_WORK TO BE COMPLETED_.
Swap "Target" for "Object" everywhere in the listing below and reproduce it with no other changes. Omit the pictures from your answer.

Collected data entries
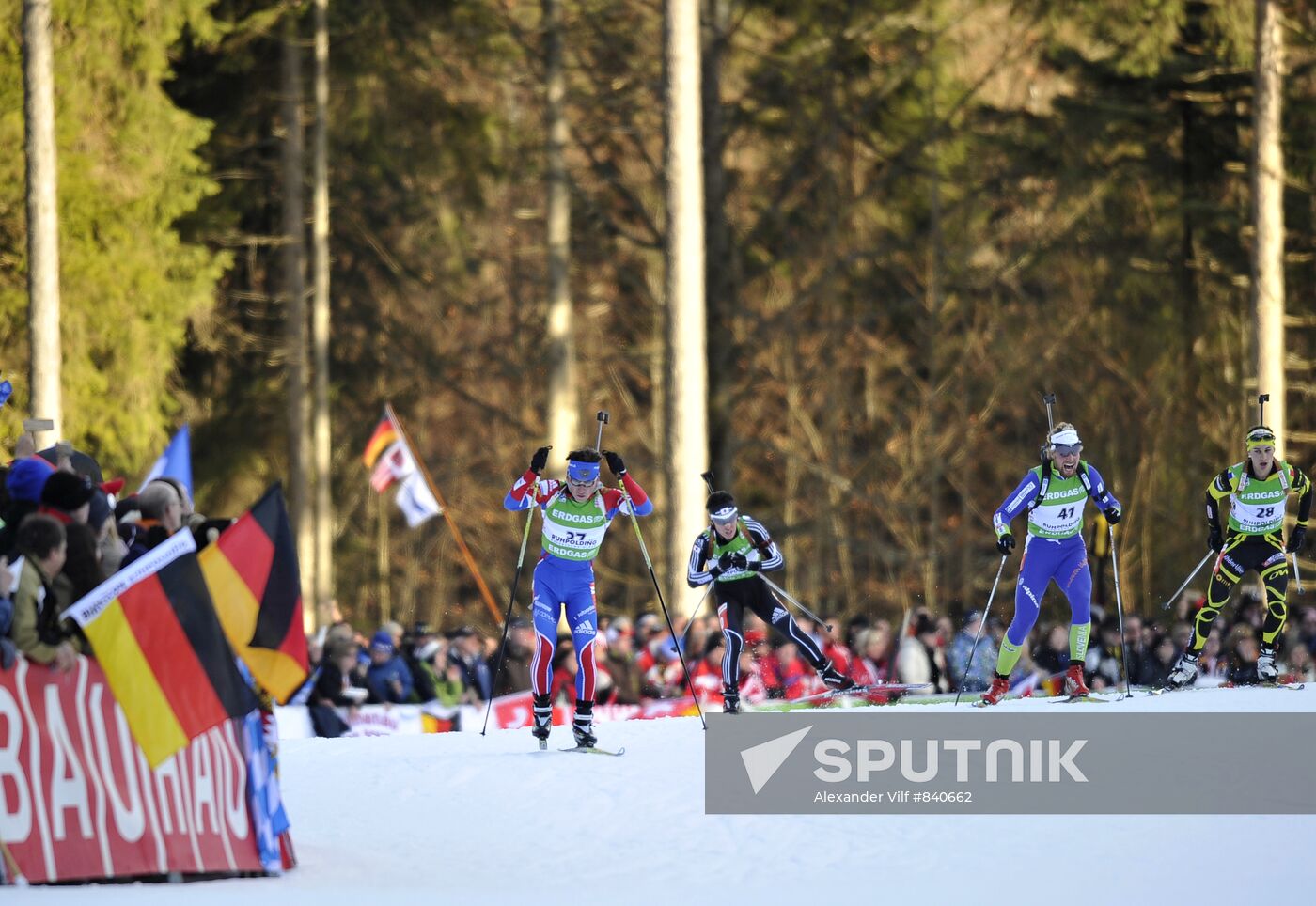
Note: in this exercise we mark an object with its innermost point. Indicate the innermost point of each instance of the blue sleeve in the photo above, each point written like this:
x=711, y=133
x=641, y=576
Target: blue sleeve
x=1017, y=501
x=628, y=505
x=695, y=572
x=1101, y=493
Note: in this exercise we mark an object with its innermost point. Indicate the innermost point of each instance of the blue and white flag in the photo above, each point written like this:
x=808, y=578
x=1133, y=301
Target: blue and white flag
x=174, y=463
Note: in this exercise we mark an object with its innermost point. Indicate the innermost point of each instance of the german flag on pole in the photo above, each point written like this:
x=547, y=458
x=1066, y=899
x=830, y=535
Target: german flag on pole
x=252, y=570
x=162, y=648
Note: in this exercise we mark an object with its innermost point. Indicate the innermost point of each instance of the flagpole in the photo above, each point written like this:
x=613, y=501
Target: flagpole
x=443, y=507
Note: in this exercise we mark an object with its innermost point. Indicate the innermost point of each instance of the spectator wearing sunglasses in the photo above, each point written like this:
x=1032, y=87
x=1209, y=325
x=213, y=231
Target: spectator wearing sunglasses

_ANSWER TO THIS PROBLEM_.
Note: in this exercise we mark an object with its innermost point. Indicate the innermost point of each instance of the blue sleeve in the photo above, each point written like this:
x=711, y=133
x=641, y=576
Object: blue sleeve
x=1017, y=501
x=628, y=505
x=695, y=572
x=1101, y=493
Note: in this exercise we mark an object with its innermost point. Indicate the innermost point of each instance of the blue and white flag in the photo above, each point written like this:
x=808, y=578
x=1133, y=301
Object: blue and white flag
x=174, y=463
Note: in this exercise we mark an object with its innermost point. Indicate the innermost point of each instance of the german flag on pole in the photo above, each point written like this:
x=547, y=458
x=1066, y=899
x=830, y=535
Object: german flag on pole
x=252, y=570
x=162, y=648
Note: in this exercise we mark an object with its innermost point. Indicate the innermost point of each instance of the flagpole in the photo above, each point written like this:
x=613, y=501
Object: flagpole
x=443, y=507
Note: in this exercise we mark an object with its innermost point. Indicate the innermost point of each instance of the spectator wearing sunglasses in the photo above, each point written like this:
x=1032, y=87
x=1209, y=325
x=213, y=231
Object: spectator wearing sunglasses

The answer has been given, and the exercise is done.